▸ **REQUIRED ACTION**
Only the lines from the one that contains "Task: indicate the white ceiling" through the final line of the entries should be repeated, exactly as written.

Dataset records

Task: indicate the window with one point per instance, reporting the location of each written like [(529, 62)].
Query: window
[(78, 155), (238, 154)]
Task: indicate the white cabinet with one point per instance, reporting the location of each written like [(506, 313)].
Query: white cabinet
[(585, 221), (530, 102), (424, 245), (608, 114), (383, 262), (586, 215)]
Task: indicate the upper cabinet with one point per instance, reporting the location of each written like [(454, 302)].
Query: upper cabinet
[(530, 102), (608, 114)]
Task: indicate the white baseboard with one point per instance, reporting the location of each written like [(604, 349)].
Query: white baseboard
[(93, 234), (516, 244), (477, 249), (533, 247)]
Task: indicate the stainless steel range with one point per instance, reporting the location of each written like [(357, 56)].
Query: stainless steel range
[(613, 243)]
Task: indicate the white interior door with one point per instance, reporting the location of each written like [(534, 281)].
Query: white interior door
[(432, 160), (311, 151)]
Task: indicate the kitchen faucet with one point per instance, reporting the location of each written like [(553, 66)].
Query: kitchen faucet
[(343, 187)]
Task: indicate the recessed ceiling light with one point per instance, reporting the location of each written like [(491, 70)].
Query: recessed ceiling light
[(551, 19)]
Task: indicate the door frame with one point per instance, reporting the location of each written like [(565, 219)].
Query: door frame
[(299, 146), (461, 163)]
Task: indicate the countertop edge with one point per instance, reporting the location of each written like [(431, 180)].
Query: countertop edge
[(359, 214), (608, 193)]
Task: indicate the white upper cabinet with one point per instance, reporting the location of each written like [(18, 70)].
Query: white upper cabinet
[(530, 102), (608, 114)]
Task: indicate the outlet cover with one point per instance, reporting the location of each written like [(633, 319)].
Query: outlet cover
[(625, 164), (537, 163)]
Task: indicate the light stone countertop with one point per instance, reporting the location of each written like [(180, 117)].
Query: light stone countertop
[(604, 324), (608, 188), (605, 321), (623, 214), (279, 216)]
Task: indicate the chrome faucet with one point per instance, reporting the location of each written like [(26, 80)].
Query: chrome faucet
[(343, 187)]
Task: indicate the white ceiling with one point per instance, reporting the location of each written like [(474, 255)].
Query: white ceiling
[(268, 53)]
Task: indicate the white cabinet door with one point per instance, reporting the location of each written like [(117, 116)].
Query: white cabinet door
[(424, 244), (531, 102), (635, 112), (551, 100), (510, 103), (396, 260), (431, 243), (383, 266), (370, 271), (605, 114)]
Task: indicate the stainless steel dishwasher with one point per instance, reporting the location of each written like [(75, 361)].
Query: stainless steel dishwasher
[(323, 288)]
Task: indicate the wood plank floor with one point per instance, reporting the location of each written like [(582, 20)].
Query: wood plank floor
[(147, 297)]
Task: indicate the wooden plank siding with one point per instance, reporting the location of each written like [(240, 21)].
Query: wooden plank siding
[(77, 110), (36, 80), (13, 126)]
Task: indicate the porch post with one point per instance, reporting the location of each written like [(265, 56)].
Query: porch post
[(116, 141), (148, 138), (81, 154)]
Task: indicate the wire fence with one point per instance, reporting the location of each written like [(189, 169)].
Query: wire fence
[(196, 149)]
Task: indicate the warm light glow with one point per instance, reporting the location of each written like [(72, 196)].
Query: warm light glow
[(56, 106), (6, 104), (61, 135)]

▸ **REPLY**
Task: indicate the white ceiling with one point per instance, reporting the location of each written like [(474, 255)].
Query: white ceiling
[(268, 53)]
Task: indicate the white cabinet door with one point per instance, reporting the location of each written like [(117, 116)].
Query: white cabinet door
[(424, 244), (531, 102), (635, 112), (551, 100), (510, 103), (396, 260), (431, 243), (383, 266), (370, 271), (605, 114)]
Task: indicate the stainless steel dishwasher with one point per instance, reporting the location of each written like [(75, 361)].
Query: stainless steel dishwasher
[(323, 288)]
Task: indicate the wood plank floor with one point per instance, reporting the location of each written like [(582, 20)].
Query: wood plank floor
[(147, 297)]
Task: indicate the wooden plank siding with one point per instance, reporting the location of each written like [(240, 21)].
Query: wooden plank siding
[(77, 110), (36, 80), (13, 126)]
Task: indicate the porch post with one point per instance, reporting the location of each written like [(265, 56)].
Query: porch post
[(116, 141), (148, 138), (81, 154)]
Task: indicate the wire fence with one point per instance, reporting the location of each written like [(189, 169)].
Query: wire fence
[(196, 149)]
Task: indicate the warm light glow with one point per instance, reporting the location of each written like [(72, 196)].
Query: warm light glow
[(56, 106), (6, 104), (61, 135)]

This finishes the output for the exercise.